Problem to solve - Revise the listing below by replacing every occurrence of "benchmark" with "evaluation", leaving all other text unchanged.

Entries supplied -
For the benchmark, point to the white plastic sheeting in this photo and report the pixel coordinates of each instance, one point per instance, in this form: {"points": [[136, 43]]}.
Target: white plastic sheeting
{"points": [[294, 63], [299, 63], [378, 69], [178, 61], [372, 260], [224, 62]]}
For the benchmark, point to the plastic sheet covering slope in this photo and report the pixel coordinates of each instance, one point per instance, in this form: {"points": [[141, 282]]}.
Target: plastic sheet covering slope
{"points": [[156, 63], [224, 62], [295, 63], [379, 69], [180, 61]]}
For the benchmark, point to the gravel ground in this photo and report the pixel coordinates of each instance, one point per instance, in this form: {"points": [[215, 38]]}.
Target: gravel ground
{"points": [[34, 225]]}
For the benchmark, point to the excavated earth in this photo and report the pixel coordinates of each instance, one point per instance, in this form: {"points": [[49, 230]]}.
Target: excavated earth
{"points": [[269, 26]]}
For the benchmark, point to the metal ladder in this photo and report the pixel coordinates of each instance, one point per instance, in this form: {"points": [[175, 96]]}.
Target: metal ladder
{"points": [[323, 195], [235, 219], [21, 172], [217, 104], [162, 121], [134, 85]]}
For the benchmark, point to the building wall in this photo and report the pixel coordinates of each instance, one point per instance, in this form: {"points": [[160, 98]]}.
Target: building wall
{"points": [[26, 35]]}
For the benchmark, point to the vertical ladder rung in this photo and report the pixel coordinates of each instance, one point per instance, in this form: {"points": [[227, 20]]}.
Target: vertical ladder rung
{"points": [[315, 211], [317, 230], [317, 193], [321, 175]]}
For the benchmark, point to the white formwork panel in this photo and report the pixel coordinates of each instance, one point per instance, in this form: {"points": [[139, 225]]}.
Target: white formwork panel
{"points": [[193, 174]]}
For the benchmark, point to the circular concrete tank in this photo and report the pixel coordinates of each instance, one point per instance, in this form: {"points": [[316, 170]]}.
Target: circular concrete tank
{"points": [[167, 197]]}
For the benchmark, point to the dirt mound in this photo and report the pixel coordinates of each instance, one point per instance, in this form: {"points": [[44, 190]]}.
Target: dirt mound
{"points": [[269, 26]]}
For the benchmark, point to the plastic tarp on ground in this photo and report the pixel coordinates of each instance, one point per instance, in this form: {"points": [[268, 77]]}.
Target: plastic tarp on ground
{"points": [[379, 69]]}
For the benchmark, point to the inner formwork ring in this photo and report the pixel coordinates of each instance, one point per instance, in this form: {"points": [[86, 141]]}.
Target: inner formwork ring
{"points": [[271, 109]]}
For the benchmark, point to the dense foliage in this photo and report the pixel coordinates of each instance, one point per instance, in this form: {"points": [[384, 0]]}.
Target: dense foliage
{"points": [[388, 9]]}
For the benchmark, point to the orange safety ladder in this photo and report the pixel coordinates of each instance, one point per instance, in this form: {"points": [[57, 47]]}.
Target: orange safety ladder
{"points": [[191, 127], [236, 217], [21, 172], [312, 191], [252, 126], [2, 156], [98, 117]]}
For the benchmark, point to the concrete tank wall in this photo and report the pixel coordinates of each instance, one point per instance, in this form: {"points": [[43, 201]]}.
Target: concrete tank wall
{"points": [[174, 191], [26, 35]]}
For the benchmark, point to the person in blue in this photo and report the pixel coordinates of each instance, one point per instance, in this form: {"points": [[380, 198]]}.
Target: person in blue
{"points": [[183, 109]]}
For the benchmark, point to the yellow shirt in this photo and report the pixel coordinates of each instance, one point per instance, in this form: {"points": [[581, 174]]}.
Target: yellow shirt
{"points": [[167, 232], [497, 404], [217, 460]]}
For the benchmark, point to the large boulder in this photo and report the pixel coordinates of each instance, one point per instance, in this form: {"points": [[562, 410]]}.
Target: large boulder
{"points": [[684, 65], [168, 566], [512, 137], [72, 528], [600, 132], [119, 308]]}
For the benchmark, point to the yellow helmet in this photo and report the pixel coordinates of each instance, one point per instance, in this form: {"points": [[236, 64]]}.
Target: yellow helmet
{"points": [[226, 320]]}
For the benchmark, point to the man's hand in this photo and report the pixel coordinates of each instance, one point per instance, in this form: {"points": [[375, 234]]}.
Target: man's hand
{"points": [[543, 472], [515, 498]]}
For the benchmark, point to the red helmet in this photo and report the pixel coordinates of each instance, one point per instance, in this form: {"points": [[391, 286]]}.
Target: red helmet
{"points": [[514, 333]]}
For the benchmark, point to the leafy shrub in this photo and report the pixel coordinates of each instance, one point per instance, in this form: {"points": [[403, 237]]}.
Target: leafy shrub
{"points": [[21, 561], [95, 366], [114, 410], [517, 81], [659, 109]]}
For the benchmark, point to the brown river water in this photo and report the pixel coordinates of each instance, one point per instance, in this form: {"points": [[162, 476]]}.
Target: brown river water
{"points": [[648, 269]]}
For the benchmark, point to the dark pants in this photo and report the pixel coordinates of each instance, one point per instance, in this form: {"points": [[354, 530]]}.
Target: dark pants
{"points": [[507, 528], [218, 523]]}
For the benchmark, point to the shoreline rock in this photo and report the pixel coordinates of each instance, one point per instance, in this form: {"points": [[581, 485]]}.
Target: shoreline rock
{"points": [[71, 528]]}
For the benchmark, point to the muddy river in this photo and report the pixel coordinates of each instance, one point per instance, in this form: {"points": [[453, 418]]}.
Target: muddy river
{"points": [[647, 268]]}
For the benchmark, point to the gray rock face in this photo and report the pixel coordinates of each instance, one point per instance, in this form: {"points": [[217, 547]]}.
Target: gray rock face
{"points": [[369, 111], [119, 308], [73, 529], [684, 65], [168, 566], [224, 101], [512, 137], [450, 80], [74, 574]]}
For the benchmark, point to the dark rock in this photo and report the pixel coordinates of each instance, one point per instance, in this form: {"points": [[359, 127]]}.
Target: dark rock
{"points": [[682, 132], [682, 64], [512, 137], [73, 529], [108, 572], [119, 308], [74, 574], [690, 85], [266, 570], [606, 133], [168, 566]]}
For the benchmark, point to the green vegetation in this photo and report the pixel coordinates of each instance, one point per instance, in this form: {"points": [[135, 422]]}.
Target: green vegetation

Answer for this exercise -
For the evaluation, point to the white plastic sheeting in this photo and report the pixel coordinates of each instance, one point per instance, in this form: {"points": [[136, 43]]}.
Target: white plastic sheeting
{"points": [[294, 63], [299, 63], [378, 69], [178, 61], [372, 260], [224, 62]]}
For the evaluation, point to the plastic sheet covering slope in this photo and report the pixel coordinates of each instance, one point per instance, in this form: {"points": [[141, 282]]}.
Target: plastic sheet covering slope
{"points": [[156, 63], [224, 62], [295, 63], [379, 69], [180, 61]]}
For the evaluation, point to the gravel ground in this photo and report the pixel coordinates of each instance, one point per instance, in this form: {"points": [[215, 38]]}.
Target: gravel ground
{"points": [[34, 225]]}
For the evaluation, point to the excavated earth in this photo and report the pixel coordinates of each instance, one point per instance, in this form: {"points": [[49, 230]]}.
Target: excavated earth
{"points": [[269, 26]]}
For the evaluation, point to the metal ladder in this photo and report the pixel coordinates of each instance, one point per instance, in this form: {"points": [[175, 96]]}.
Target: metal ladder
{"points": [[323, 195], [235, 219], [21, 172], [217, 104], [162, 121], [134, 85]]}
For the evaluation, point to the building wall in this photo and report the pixel coordinates of each instance, one point per instance, in this form: {"points": [[160, 98]]}.
Target: building wall
{"points": [[26, 35]]}
For the evaluation, point to the vertical ladder rung in this photo and report the pixel coordinates of each instance, one point per instance, in this form: {"points": [[227, 20]]}.
Target: vertical ladder rung
{"points": [[315, 211], [317, 230], [317, 193], [321, 175]]}
For the evaluation, point to the white formwork panel in this photo and report the pixel coordinates of each instance, one point per instance, in this form: {"points": [[139, 225]]}.
Target: white formwork panel
{"points": [[193, 174]]}
For the evaluation, point to the circular concrete tank in this photo and report the pixel coordinates of each instance, one point per instance, in this form: {"points": [[316, 170]]}.
Target: circular concrete tank
{"points": [[167, 197]]}
For the evaluation, point to the dirt mound in this photo and report the pixel coordinates of each instance, one point per instance, in this form: {"points": [[44, 190]]}.
Target: dirt mound
{"points": [[269, 26]]}
For the evaluation, point to the plastic tarp on ground in this photo and report the pixel coordinates of each instance, one point per instance, in this form: {"points": [[268, 77]]}.
Target: plastic tarp on ground
{"points": [[379, 69]]}
For the evaluation, point to the inner formwork ring in this photo and report the pixel coordinates of each instance, one point per instance, in this form: {"points": [[86, 141]]}.
Target: inner formwork ring
{"points": [[271, 109]]}
For the evaluation, point to the dense foliage in this photo and report the pixel coordinates of each instance, one point per instance, in this form: {"points": [[384, 0]]}.
Target: dense foliage
{"points": [[388, 9]]}
For the evaluation, point to the orange safety ladder in this photo and report the pixel coordinates of each instance, one point per instance, in this form: {"points": [[57, 47]]}.
Target: orange safety ladder
{"points": [[191, 127], [236, 217], [21, 172], [312, 191], [252, 126], [2, 156], [98, 117]]}
For the evaluation, point to the concrete tank wall in this photo and report the pixel coordinates of each instance, one point per instance, in this form: {"points": [[43, 201]]}.
Target: concrete tank wall
{"points": [[174, 191], [26, 35]]}
For the evaluation, point to the person in blue in this photo and report the pixel coordinates of each instance, one point per instance, in this form: {"points": [[380, 198]]}.
Target: person in blue
{"points": [[183, 109]]}
For the evaluation, point to the yellow shirt in this photo and report the pixel coordinates of each instance, one point per instance, in this form: {"points": [[581, 174]]}.
Target: yellow shirt
{"points": [[167, 232], [497, 404], [217, 460]]}
For the evaluation, point to the large boulder in this photo and report the pixel coordinates of each instance, one point per instance, in this form: {"points": [[562, 410]]}.
Target: large boulder
{"points": [[684, 65], [168, 566], [512, 137], [72, 528], [600, 132], [119, 308]]}
For the evaluation, point to the yellow helmet in this photo and report the pixel coordinates of each instance, one point per instance, in this form: {"points": [[236, 64]]}.
Target: yellow helmet
{"points": [[226, 320]]}
For the evaluation, point to the man's hand in this photo and report the pixel coordinates of each instance, one point per instance, in this form: {"points": [[375, 234]]}.
Target: man's hand
{"points": [[543, 472], [515, 498]]}
For the evaluation, point to the red helmet in this photo and report the pixel coordinates of each instance, one point per instance, in this form: {"points": [[391, 286]]}.
Target: red helmet
{"points": [[514, 333]]}
For the evaluation, point to the leafy shrub in this photo and report the pixel coordinates of each instance, one point per instance, in this form: {"points": [[403, 237]]}.
Target: leafy shrub
{"points": [[21, 561], [95, 366], [114, 410], [517, 81], [659, 109]]}
For the evaluation, point to the brown river water in this photo and report the pixel coordinates of each instance, one point per instance, in this form: {"points": [[162, 476]]}.
Target: brown river water
{"points": [[648, 269]]}
For the evaluation, point to the dark pants in this photo and report the pixel coordinates of each instance, one point per instance, in this form: {"points": [[354, 530]]}.
Target: dark pants
{"points": [[507, 528], [218, 523]]}
For the evaluation, point to the shoreline rock in this photo and report the pixel coordinates of each instance, one point per instance, in this form: {"points": [[581, 485]]}.
Target: shoreline rock
{"points": [[71, 528]]}
For the evaluation, point to the muddy river in this photo and report the pixel coordinates of each instance, one point per instance, in this form: {"points": [[453, 418]]}.
Target: muddy river
{"points": [[647, 268]]}
For the evaluation, point to the gray rock face in this photo and report the pixel coordinates of each instance, one point per instance, in this form: {"points": [[217, 547]]}.
Target: gray rock face
{"points": [[369, 111], [119, 308], [73, 529], [684, 65], [168, 566], [224, 101], [512, 137], [450, 80], [74, 574]]}
For the evaluation, point to the dark rock in this photo and report the pixel coordinates of each instance, one point per instance, in this form: {"points": [[359, 127]]}.
Target: dark rock
{"points": [[682, 132], [682, 64], [512, 137], [73, 529], [108, 572], [119, 308], [74, 574], [690, 85], [266, 570], [606, 133], [168, 566]]}
For the evaluation, point to the green vegetation in this photo and report the pixel coordinates of each instance, one point per instance, in this form: {"points": [[135, 422]]}.
Target: green vegetation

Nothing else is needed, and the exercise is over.